***** ИСХОДНЫЙ ТЕКСТ *****

Однако телеграммы были и другие. Союз военнослужащих далекого города Читы заявлял "свою полную солидарность и готовность идти на помощь своему единомышленнику", а также требовал гласного суда.
Адвокат Л. Лугин в газете "Новая жизнь" от 29/Х 1905 года поместил письмо, обращаясь "ко всем борющимся за свободу России с призывом употребить все усилия, чтобы не дать свершиться злодейскому делу в Севастополе", и с просьбой к другим редакциям это письмо перепечатать.
Матросы обращались к населению и листовкой: "Граждане! Требуйте отмены смертной казни! На днях повесят Шмидта, который вступился за народную свободу".
Военно-революционная организация Московского комитета РСДРП писала: "Лейтенант П. П. Шмидт приговорен к смертной казни через повешение… Сам про себя он говорит на суде: "Когда дарованные блага начали отнимать от народа, волна жизни выделила меня, заурядного человека, из толпы, и из груди моей вырвался крик…" "Еще не раз, быть может, взойдут на эшафот борцы. Без жертв нет борьбы, без борьбы нет победы!"

***** ИСХОДНЫЕ ДАННЫЕ *****

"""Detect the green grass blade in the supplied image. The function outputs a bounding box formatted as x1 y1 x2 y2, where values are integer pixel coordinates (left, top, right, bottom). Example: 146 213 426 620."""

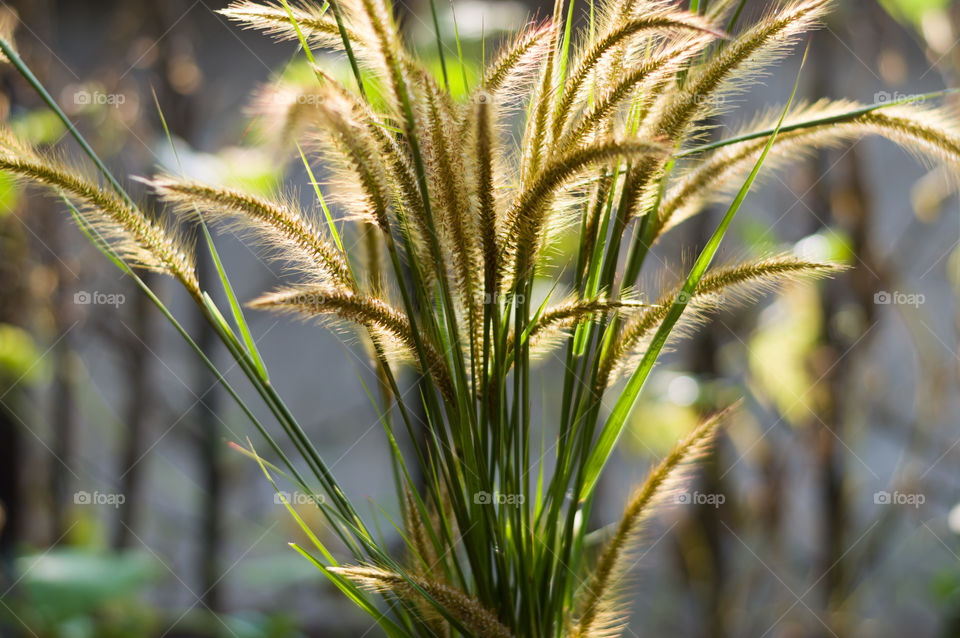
581 46 809 501
200 224 270 381
674 89 960 158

*****

▶ ЗАДАНИЯ
1 - Ответьте на вопросы по тексту о деле Шмидта:
(а) Союз военнослужащих какого города заявил о своей солидарности?
(б) В какой газете поместил письмо адвокат Л. Лугин?
(в) Отмены чего призывала требовать листовка матросов?
2 - Напишите продолжение текста о деле Шмидта.

▶ ОТВЕТЫ
1 -
(а) Читы.
(б) В газете «Новая жизнь».
(в) Отмены смертной казни.

2 -
…Таковы документы, говорящие красноречивей всяких легенд о нравственном влиянии, какое отказывал Шмидт на окружающих. Но не на всех, наверное? Иначе, как же быть с Михаилом Ставраки, чье темное имя так тесно связывается в литературе с именем Шмидта? Но неужели не в домыслах пишущих, а, в самом деле, был у лейтенанта столь неотделимый и зловещий спутник? Учились вместе, сидели чуть не за одной партой, жили рядом, а потом Ставраки командовал расстрелом?
Да, правда: "…На рассвете в марте команда «Терца», расставленная повзводно перед каждым из осужденных, под общей командой Михаила Ставраки, при выкрике Шмидта, его бывшего школьного товарища: "Миша, прикажи своим стрелкам целиться прямо в сердце!" — одним залпом из винтовки лишила жизни Петра Петровича Шмидта, Александра Ивановича Гладкова, Сергея Петровича Частника", — читаю я в очень интересном документе, ибо документ этот не что иное, как приговор советского военного суда от 3 апреля 1923 года.
Ставраки через месяц после казни был, как бы в награду, произведен в капитаны второго ранга, после Февральской революции подвизался в штабе Колчака, после Октябрьской, скрываясь, занял скромную должность смотрителя маяков, был опознан, судим, казнен. "Память же о лейтенанте Шмидте будет вечно жить среди красных моряков и всего революционного народа", — говорилось в приказе по флоту и народному комиссариату по морским делам.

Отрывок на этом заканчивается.